Согласно приказу царя, Шереметев 27 мая пришел "под Полтаву", где и стала сосредоточиваться главная армия. Он подтянул к себе еще несколько полков от Скоропадского. 1 июня в третьем часу дня Шереметев получил известие от Петра о том, что царь скоро прибудет, и немедленно (в шестом часу того же-дня) ответил, что для облегчения положения осажденного полтавского гарнизона "иного к пользе мы изобрести не могли, токмо чтобы немалую часть пехоты и притом кавалерии чрез Ворсклу выше Полтавы в полуторе миле переправить и поставить в ретраншементе; а из того ретраншементу всякие поиски чинить и диверсии неприятелю делать". Мысль Шереметева была ясна: шведы должны были неминуемо оказаться между огнем ретраншемента, если бы они вздумали на него наступать, и огнем полтавских укреплений. "А когда неприятель с пехотою будет на нас наступать, из того Полтава пользу может получить; так же и в то же время от шанцов возможно немалой алларм и диверсию учинить неприятелю"{70}.
Царь выехал из Азова 26 апреля, направляясь через Троицкое к Полтаве. В дороге, в Троицком городке, он получил разом сведения о том, что в последний месяц творилось под Полтавой. Меншиков сообщал о том, как неприятель "город Полтаву формально атаковал и несколько раз жестоко ко оному приступал, но с великим уроном всегда был отбиван (sic. - Е. Т.), и чрез вылазки от наших людей потерял немало"{71}.
Меншиков сообщал и о своих действиях, предпринятых для облегчения . положения Полтавы. Чтобы "учинить, неприятелю какую диверсию" Меншиков решил, как мы видели, напасть на ретраншемент шведов у Опошни.
Прибыв под Полтаву только 4 июня, царь на первых порах не считал, что приспело вполне благоприятное время для решительного сражения: "Между тем учинен воинский совет, каким бы образом город Полтаву выручить без генеральной баталии (яко зело опасного дела), на котором положено, дабы апрошами ко оной приближаться даже до самого города"{72}.

#### [Исходные данные]
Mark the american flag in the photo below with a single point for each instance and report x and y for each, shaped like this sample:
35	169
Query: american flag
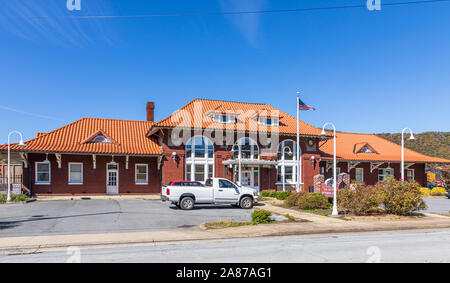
303	106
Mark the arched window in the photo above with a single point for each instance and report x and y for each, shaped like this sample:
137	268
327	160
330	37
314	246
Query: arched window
199	159
287	162
246	148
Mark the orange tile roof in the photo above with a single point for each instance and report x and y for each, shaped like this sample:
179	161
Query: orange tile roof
195	115
348	145
129	138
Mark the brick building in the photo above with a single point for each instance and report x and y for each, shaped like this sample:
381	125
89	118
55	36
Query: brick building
252	144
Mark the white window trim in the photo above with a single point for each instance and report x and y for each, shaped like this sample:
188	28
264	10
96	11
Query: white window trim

#### [Условие задания]
Перепишите полностью и без единого изменения приведённый выше фрагмент о подготовке русской армии под Полтавой.

#### [Выполненное задание]
Согласно приказу царя, Шереметев 27 мая пришел "под Полтаву", где и стала сосредоточиваться главная армия. Он подтянул к себе еще несколько полков от Скоропадского. 1 июня в третьем часу дня Шереметев получил известие от Петра о том, что царь скоро прибудет, и немедленно (в шестом часу того же-дня) ответил, что для облегчения положения осажденного полтавского гарнизона "иного к пользе мы изобрести не могли, токмо чтобы немалую часть пехоты и притом кавалерии чрез Ворсклу выше Полтавы в полуторе миле переправить и поставить в ретраншементе; а из того ретраншементу всякие поиски чинить и диверсии неприятелю делать". Мысль Шереметева была ясна: шведы должны были неминуемо оказаться между огнем ретраншемента, если бы они вздумали на него наступать, и огнем полтавских укреплений. "А когда неприятель с пехотою будет на нас наступать, из того Полтава пользу может получить; так же и в то же время от шанцов возможно немалой алларм и диверсию учинить неприятелю"{70}.
Царь выехал из Азова 26 апреля, направляясь через Троицкое к Полтаве. В дороге, в Троицком городке, он получил разом сведения о том, что в последний месяц творилось под Полтавой. Меншиков сообщал о том, как неприятель "город Полтаву формально атаковал и несколько раз жестоко ко оному приступал, но с великим уроном всегда был отбиван (sic. - Е. Т.), и чрез вылазки от наших людей потерял немало"{71}.
Меншиков сообщал и о своих действиях, предпринятых для облегчения . положения Полтавы. Чтобы "учинить, неприятелю какую диверсию" Меншиков решил, как мы видели, напасть на ретраншемент шведов у Опошни.
Прибыв под Полтаву только 4 июня, царь на первых порах не считал, что приспело вполне благоприятное время для решительного сражения: "Между тем учинен воинский совет, каким бы образом город Полтаву выручить без генеральной баталии (яко зело опасного дела), на котором положено, дабы апрошами ко оной приближаться даже до самого города"{72}.